L’un des éminents scientifiques présents à la conférence, le Professeur Albert Osterhaus, a présenté un exposé glacial concernant des maladies virales émergeant depuis peu chez l’homme et chez d’autres animaux ; affirmant qu’elles sont toutes devenues virulentes après avoir passé la barrière des l’espèces. Il a souligné que les plus importantes causes de mortalité du siècle dernier ont été le SIDA et 3 épidémies majeures de grippe, qui, selon lui, ont toutes été transmises par des animaux.
..............................
> [CONSIGNE]: Résumez l'extrait en deux phrases. Les données qui suivent proviennent d'une autre source.
..............................
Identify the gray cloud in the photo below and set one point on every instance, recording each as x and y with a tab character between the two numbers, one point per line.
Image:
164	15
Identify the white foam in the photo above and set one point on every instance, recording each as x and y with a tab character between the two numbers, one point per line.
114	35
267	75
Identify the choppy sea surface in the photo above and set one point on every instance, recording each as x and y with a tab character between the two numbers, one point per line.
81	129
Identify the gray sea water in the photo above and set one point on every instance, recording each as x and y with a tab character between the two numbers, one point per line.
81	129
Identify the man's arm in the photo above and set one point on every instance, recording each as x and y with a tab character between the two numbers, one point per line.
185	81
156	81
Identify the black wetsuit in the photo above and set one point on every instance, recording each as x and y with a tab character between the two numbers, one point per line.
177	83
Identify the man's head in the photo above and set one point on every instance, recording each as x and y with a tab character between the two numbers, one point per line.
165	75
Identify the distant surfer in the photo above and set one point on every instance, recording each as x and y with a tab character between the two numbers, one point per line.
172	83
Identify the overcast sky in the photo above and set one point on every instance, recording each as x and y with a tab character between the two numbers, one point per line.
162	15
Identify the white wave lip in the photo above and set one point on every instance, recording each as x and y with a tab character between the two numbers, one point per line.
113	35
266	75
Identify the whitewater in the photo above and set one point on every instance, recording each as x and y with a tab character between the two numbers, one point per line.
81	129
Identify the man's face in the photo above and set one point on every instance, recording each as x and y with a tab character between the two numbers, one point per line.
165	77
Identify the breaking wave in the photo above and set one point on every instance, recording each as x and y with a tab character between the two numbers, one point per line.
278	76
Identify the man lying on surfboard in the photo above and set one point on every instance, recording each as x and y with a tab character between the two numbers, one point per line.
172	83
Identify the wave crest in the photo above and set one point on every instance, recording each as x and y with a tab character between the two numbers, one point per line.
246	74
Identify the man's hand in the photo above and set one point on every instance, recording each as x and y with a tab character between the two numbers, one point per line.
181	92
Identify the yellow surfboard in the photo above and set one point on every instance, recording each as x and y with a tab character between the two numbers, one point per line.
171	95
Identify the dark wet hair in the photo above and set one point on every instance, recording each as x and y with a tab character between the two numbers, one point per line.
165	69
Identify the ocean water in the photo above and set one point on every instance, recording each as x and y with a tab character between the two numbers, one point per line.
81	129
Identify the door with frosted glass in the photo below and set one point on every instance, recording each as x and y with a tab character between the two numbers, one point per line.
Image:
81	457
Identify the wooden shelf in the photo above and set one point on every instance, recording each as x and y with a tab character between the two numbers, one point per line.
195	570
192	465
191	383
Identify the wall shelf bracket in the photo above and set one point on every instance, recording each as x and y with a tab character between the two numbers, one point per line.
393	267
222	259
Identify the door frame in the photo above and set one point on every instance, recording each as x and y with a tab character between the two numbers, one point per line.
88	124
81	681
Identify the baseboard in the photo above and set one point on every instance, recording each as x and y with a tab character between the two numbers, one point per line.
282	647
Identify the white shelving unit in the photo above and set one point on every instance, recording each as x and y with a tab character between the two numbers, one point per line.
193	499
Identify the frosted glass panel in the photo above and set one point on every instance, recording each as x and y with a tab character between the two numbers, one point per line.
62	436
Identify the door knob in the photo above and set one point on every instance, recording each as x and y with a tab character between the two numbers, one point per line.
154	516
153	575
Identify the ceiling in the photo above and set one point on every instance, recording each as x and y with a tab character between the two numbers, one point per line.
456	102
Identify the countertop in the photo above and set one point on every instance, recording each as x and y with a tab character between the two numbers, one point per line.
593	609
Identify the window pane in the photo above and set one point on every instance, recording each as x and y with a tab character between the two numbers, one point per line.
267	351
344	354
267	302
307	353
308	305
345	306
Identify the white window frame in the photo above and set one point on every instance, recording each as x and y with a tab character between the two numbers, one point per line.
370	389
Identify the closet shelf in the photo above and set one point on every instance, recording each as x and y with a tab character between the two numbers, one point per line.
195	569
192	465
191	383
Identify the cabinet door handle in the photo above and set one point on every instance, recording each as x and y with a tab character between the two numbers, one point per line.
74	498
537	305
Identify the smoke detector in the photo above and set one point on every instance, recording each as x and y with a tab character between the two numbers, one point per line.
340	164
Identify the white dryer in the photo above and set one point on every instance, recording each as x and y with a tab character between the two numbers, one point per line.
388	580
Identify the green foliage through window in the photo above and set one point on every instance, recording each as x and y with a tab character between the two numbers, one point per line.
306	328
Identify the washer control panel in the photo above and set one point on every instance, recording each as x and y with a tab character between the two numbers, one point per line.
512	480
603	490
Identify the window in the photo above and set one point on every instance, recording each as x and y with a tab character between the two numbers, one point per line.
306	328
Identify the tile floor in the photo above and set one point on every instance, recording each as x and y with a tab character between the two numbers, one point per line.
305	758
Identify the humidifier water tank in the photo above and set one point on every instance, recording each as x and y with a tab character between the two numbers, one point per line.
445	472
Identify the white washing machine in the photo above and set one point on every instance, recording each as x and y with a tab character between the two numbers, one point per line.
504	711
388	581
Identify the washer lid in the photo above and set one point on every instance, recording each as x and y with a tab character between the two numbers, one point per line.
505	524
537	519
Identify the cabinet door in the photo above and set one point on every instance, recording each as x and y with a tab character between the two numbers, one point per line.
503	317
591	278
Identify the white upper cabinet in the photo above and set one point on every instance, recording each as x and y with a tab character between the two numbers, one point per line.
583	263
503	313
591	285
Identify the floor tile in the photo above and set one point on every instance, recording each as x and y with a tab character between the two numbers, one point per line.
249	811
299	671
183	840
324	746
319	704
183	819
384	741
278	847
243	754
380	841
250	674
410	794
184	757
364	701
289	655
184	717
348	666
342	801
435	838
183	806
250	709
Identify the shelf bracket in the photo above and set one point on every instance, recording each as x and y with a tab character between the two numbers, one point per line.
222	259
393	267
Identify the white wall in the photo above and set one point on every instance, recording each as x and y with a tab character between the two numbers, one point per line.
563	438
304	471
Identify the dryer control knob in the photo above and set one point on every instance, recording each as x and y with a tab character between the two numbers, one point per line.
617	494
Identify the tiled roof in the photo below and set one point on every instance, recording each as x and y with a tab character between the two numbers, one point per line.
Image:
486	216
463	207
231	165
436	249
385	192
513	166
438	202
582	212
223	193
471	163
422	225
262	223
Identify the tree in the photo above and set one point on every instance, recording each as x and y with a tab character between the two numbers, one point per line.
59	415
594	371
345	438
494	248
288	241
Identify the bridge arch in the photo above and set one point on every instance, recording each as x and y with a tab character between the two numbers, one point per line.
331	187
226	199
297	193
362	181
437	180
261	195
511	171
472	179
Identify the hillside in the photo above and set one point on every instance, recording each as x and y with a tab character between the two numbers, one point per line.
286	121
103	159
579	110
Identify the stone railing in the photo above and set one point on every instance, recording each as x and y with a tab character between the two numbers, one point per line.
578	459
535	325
..............................
> [RÉPONSE]: Lors d'une conférence, le Professeur Albert Osterhaus a présenté un exposé sur des maladies virales apparues récemment chez l'homme et chez d'autres animaux, toutes devenues virulentes selon lui après avoir franchi la barrière des espèces. Il a souligné que les plus importantes causes de mortalité du siècle dernier, le SIDA et trois épidémies majeures de grippe, ont toutes été, selon lui, transmises par des animaux.